§ DOCUMENT EXTRACT:
=== Section Start ===

Parameter inference by the Newton’s method

Given that the cluster indices are known, the model parameters can be inferred by the maximum likelihood criterion as

$$ {\widehat{\uptheta}}_{ML}=\underset{\boldsymbol{\uptheta}}{ \arg \max (l)}. $$

(7)

Given (5–6), the log-likelihood $ l $ can be rewritten as

$$ \begin{array}{l}l={\displaystyle \sum_{n=1}^N{\displaystyle \sum_{m=1}^M \lg {\displaystyle \sum_{k=1}^Kq\left({Z}_{nk}\right)\frac{\pi_kBB\left({X}_{mn}\Big|{Z}_n\right)}{q\left({Z}_{nk}\right)}}}}\\ {}\ge {\displaystyle \sum_{n=1}^N{\displaystyle \sum_{m=1}^M{\displaystyle \sum_{k=1}^Kq\left({Z}_{nk}\right)\left[ \lg {\pi}_k+ \lg BB\left({X}_{mn}\Big|{Z}_n\right)- \lg q\left({Z}_n\right)\right]}}}\\ {}={\displaystyle \sum_{n=1}^N{\displaystyle \sum_{k=1}^KM\cdotp q\left({Z}_{nk}\right) \lg {\pi}_k}}-{\displaystyle \sum_{n=1}^N{\displaystyle \sum_{k=1}^KM\cdotp q\left({Z}_{nk}\right) \lg q\left({Z}_{nk}\right)}}\\ {}+{\displaystyle \sum_{n=1}^N{\displaystyle \sum_{m=1}^M{\displaystyle \sum_{k=1}^Kq\left({Z}_{nk}\right)\left[\begin{array}{l}\varPhi \left({\alpha}_k+{\beta}_k\right)-\varPhi \left({T}_{mn}+{\alpha}_k+{\beta}_k\right)+\varPhi \left({X}_{mn}+{\alpha}_k\right)\\ {}+\varPhi \left({Y}_{mn}+{\beta}_k\right)-\varPhi \left({\alpha}_k\right)-\varPhi \left({\beta}_k\right)\end{array}\right]}}}\end{array} $$

(8)

=== Section End ===

§ RECORDS SUPPLIED:

=== Section Start ===

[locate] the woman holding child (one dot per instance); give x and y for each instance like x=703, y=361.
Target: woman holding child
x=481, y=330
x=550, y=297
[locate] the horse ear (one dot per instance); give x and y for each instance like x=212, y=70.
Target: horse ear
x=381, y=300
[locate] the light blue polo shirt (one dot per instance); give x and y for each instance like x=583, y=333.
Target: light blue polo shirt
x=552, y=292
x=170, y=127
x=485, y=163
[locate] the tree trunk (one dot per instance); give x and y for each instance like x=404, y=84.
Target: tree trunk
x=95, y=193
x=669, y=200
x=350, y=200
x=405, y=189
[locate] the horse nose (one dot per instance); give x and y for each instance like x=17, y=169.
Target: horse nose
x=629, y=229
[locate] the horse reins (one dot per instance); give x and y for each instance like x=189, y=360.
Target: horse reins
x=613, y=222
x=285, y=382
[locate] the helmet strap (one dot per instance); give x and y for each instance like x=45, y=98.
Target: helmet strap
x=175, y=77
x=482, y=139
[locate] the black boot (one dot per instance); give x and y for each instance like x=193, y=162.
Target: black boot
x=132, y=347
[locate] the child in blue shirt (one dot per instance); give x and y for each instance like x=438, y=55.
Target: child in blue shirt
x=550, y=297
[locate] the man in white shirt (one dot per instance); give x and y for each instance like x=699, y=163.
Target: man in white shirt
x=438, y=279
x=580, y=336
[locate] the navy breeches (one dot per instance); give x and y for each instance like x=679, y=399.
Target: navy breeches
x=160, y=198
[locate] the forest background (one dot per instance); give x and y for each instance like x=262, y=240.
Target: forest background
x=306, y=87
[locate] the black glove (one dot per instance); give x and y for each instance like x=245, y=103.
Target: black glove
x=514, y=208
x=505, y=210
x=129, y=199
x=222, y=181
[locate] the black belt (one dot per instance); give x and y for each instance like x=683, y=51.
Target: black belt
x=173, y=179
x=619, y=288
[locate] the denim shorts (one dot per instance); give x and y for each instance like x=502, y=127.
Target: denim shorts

=== Section End ===

§ HOW TO COMPLETE THIS TASK:
Continue the text on parameter inference by Newton's method, starting right after equation (8).

§ YOUR RESPONSE:
where $ \Phi = \lg \Gamma \left(\cdotp \right) $ and $ q\left({Z}_n\right)=P\left({Z}_n=k|\boldsymbol{X}\right) $. Here, given that $ q\left({Z}_n\right) $ is a complex simplex, according to the Jensen’s inequality, the lower bound of $ l $ is achieved when $ q\left({Z}_n\right)=P\left({Z}_n|\boldsymbol{X}\right) $. With a little abuse of notation, $ l $ denotes the lower bound of (7). Given the equality constrain $ {\sum}_K{\pi}_k=1 $, the parameters of $ \boldsymbol{\pi} $ can be computed by maximizing $ l $ and its dual problem with Lagrange multiplier $ \lambda $ is

$$ \max \kern1em g\left(\boldsymbol{\uppi}, \lambda \right)={\displaystyle \sum_n{\displaystyle \sum_m{\displaystyle \sum_kq\left({Z}_n\right) \lg {\pi}_k}+\lambda \left({\displaystyle \sum_k{\pi}_k-1}\right)}} $$

(9)

then $ \lambda $ and $ \pi $ can be calculated as

$$ \begin{array}{l}\lambda =-N\cdotp M\\ {}{\pi}_k=\frac{1}{N}{\displaystyle \sum_{n=1}^NP\left({Z}_n=k\Big|{\mathbf{X}}_{\mathbf{n}}\right)}\end{array} $$

(10)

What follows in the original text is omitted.